▶ [Stated task]:
Transcribe everything from the start of the records down to the line containing "pixel 202 395", including that line, and reproduce each line without any change.

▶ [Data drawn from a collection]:
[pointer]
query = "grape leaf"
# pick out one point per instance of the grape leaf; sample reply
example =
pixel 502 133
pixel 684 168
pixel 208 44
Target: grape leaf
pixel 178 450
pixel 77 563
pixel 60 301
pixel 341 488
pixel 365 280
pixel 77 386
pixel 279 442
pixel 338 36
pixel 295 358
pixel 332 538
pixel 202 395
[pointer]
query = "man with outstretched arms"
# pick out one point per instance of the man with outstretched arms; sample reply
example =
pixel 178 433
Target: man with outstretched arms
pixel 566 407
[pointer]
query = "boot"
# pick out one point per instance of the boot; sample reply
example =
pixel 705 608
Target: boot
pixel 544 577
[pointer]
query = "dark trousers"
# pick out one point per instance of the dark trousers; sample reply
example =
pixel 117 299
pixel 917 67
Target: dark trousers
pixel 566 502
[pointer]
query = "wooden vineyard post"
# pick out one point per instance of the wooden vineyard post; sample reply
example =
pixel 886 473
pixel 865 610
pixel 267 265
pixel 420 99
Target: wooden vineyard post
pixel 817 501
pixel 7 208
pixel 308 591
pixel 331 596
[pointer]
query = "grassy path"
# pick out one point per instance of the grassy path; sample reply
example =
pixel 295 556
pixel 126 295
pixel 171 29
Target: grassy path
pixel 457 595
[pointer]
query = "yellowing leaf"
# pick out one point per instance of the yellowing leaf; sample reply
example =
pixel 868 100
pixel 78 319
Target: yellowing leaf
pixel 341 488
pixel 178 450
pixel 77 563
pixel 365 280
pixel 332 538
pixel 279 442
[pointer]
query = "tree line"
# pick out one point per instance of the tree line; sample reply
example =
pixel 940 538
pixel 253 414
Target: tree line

▶ [Finished answer]:
[pointer]
query = "grape leaf"
# pick out one point per instance of the grape leaf; sample reply
example =
pixel 502 133
pixel 684 168
pixel 208 44
Target: grape leaf
pixel 178 450
pixel 77 563
pixel 60 301
pixel 341 488
pixel 365 280
pixel 77 386
pixel 279 442
pixel 338 36
pixel 295 358
pixel 332 538
pixel 202 395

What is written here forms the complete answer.